AUFGABE -> Gib sämtliche folgenden Zeilen unverändert wieder.

DIE ZEILEN ->
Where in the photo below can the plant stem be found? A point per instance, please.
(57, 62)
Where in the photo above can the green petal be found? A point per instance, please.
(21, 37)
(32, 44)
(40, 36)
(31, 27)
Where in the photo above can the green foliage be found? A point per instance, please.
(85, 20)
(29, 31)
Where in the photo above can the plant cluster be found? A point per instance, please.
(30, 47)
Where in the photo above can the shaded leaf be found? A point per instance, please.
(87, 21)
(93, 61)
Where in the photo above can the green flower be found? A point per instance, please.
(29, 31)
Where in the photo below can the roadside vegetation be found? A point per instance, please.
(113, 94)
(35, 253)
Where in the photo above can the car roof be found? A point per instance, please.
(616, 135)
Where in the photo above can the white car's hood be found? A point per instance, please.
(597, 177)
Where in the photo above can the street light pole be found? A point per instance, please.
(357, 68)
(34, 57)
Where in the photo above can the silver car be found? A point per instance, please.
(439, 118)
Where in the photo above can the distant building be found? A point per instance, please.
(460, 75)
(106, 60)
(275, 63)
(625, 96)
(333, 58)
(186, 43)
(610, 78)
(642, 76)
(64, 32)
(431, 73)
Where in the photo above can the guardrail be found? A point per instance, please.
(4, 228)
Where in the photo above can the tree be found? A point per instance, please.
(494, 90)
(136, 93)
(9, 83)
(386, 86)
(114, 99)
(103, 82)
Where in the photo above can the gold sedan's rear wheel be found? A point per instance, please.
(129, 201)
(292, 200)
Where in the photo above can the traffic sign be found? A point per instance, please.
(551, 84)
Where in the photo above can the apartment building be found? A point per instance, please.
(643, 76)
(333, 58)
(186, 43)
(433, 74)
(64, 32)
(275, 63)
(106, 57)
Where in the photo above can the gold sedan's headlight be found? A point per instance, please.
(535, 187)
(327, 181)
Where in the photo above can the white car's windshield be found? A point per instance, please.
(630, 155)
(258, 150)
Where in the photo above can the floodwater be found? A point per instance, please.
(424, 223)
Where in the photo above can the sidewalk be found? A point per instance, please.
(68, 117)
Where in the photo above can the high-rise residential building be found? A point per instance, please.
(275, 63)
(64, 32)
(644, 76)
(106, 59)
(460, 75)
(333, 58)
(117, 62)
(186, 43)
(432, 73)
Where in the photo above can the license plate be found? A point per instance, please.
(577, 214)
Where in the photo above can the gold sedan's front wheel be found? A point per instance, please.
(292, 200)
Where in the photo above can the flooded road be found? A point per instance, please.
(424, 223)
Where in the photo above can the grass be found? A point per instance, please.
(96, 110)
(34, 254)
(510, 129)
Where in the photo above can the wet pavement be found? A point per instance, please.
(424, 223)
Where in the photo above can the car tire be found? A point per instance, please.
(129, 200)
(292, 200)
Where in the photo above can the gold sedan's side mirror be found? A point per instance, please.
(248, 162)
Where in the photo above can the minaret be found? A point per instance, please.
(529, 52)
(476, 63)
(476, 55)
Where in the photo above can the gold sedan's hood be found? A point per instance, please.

LÖSUNG ->
Where in the photo below can the plant stem be found? A point per instance, please.
(57, 62)
Where in the photo above can the green petal be found? A point per instance, please.
(21, 37)
(32, 44)
(40, 36)
(31, 27)
Where in the photo above can the green foliage be found? A point per instance, please.
(85, 20)
(29, 31)
Where in the photo above can the plant cluster be found? A point per instance, please.
(30, 47)
Where in the photo above can the shaded leaf be found? A point per instance, please.
(87, 21)
(93, 61)
Where in the photo above can the green flower be found? A point per instance, please.
(29, 31)
Where in the photo below can the roadside vegetation be found? A point per instance, please.
(113, 94)
(35, 253)
Where in the photo above can the car roof be found? A point per instance, please.
(616, 135)
Where in the photo above can the white car's hood be found? A point per instance, please.
(597, 177)
Where in the photo above can the street light pole be found? A point per instance, please.
(357, 68)
(34, 57)
Where in the photo above can the silver car be found? A point per instance, please.
(439, 118)
Where in the photo above can the distant building be found? A point per instance, please.
(460, 75)
(106, 60)
(275, 63)
(625, 96)
(333, 58)
(186, 43)
(610, 78)
(642, 76)
(64, 32)
(431, 73)
Where in the photo above can the guardrail be found? A point per instance, please.
(4, 228)
Where in the photo above can the tree be found? A point per instance, please.
(494, 90)
(136, 93)
(9, 83)
(386, 86)
(114, 99)
(103, 82)
Where in the photo above can the gold sedan's rear wheel be found? A point per instance, please.
(129, 201)
(292, 200)
Where in the photo above can the traffic sign be found? A point per instance, please.
(551, 84)
Where in the photo above can the apartment building be found? A point per instance, please.
(643, 76)
(333, 58)
(186, 43)
(433, 74)
(64, 32)
(275, 63)
(106, 57)
Where in the photo above can the gold sedan's headlight be found? A point per instance, please.
(535, 187)
(327, 181)
Where in the photo above can the white car's windshield be found? A point per instance, please.
(630, 155)
(258, 150)
Where in the photo above can the floodwater be found? A point per instance, please.
(424, 223)
Where in the photo above can the sidewalk be found? A point per instance, please.
(68, 117)
Where in the photo above can the high-rise residential building be found? A point per instance, please.
(275, 63)
(64, 32)
(644, 76)
(106, 59)
(460, 75)
(333, 58)
(117, 62)
(186, 43)
(432, 73)
Where in the photo above can the license plate be found? A point per instance, please.
(577, 214)
Where in the photo above can the gold sedan's front wheel be found? A point per instance, please.
(292, 200)
Where in the photo above can the flooded road be found? A point per instance, please.
(424, 223)
Where in the photo above can the grass be found? A point per instance, please.
(96, 110)
(34, 254)
(510, 129)
Where in the photo above can the wet pavement be found? A point per instance, please.
(424, 223)
Where in the photo above can the car tire be found? A point per instance, please.
(129, 200)
(292, 200)
Where in the photo above can the gold sedan's side mirror be found? A point per instance, please.
(248, 162)
Where in the photo above can the minaret be found? A point per instance, please.
(529, 52)
(476, 63)
(476, 55)
Where in the photo above can the gold sedan's hood be found? A point per instance, please.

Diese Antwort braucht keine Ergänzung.